### WHAT THE TASK REQUIRES
From the passage on the chess case study below, copy word for word the part starting at "This case study" and ending at "rather weak opponent.".

In order to assign a weight to each state, we use a more sophisticated evaluation function that only depends on a single state. It incorporates both the amount of pieces on the board and their positions and is also specified in B. Then, after checking states until a given depth, the turn suggested by Minimax is picked for the opponent. This strategy is very similar to bounded model checking [8], though execution is kept explicit instead of resorting to symbolic means. However, regarding this chess implementation we are not particularly concerned with violated invariants other than for identifying a checkmate state (which the AI accounts for). Instead, all possible outcomes are generated via execution of the model. Afterwards, a trace is chosen based on its Minimax value, eventually leading to an action that guarantees the most favourable outcome.

Fig. 3
figure 3

Architecture of chess based on a formal model

This case study offers worse results than Pac-Man from a performance perspective. Due to the state space explosion caused by the sheer amount of possible moves, generating all successor states as deep as required by a strong chess engine is infeasible. An implementation in, e.g., plain C or Java is orders of magnitudes faster. Modern chess engines usually make use of additional heuristics, and opening and end game databases in order to improve performance. Using our approach following a somewhat naive implementation, only a small part of the state space from a given board position can be generated in reasonable time, which results in the AI being a rather weak opponent.

### EXTRACTED DATA

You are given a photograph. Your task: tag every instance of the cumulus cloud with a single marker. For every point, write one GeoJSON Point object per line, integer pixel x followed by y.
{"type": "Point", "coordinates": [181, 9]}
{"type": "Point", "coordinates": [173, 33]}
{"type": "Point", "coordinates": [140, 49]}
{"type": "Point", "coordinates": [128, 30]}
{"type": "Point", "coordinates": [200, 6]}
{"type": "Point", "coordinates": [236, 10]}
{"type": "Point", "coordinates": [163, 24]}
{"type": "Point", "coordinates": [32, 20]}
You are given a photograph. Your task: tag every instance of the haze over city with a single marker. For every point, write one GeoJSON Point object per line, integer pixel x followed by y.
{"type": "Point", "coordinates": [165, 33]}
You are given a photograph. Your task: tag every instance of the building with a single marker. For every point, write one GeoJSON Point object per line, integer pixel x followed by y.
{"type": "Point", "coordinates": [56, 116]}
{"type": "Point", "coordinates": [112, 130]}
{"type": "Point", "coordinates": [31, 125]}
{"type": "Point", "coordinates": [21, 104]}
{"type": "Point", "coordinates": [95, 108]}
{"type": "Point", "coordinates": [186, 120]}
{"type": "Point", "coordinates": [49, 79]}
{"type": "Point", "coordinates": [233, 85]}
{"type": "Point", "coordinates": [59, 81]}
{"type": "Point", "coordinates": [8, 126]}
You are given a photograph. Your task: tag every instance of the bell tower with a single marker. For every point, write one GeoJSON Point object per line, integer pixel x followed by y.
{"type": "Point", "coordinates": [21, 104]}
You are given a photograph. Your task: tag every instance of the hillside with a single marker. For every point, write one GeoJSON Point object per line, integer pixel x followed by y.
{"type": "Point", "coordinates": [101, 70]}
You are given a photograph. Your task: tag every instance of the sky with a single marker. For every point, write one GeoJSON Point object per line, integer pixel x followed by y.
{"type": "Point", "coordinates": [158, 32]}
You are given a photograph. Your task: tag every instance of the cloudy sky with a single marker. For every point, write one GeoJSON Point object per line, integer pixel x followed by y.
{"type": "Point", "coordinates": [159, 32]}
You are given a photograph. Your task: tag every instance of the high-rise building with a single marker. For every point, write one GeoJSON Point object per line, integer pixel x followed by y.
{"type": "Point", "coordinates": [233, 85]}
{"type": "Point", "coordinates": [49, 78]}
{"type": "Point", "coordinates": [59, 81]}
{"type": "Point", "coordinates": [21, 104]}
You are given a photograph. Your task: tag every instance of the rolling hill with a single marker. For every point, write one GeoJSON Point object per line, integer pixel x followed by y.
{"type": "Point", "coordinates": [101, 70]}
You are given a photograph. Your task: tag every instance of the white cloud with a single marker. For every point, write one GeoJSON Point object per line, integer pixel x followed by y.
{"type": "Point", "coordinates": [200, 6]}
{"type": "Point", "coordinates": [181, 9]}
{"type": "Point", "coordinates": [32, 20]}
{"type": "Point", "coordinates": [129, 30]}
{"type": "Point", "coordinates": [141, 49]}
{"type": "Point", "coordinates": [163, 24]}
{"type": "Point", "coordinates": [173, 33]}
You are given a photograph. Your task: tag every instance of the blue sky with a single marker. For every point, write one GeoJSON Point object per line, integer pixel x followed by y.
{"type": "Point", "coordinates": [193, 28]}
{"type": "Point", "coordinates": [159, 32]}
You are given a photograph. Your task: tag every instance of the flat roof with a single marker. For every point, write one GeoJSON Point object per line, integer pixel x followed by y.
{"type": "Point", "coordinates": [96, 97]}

### TASK OUTPUT
This case study offers worse results than Pac-Man from a performance perspective. Due to the state space explosion caused by the sheer amount of possible moves, generating all successor states as deep as required by a strong chess engine is infeasible. An implementation in, e.g., plain C or Java is orders of magnitudes faster. Modern chess engines usually make use of additional heuristics, and opening and end game databases in order to improve performance. Using our approach following a somewhat naive implementation, only a small part of the state space from a given board position can be generated in reasonable time, which results in the AI being a rather weak opponent.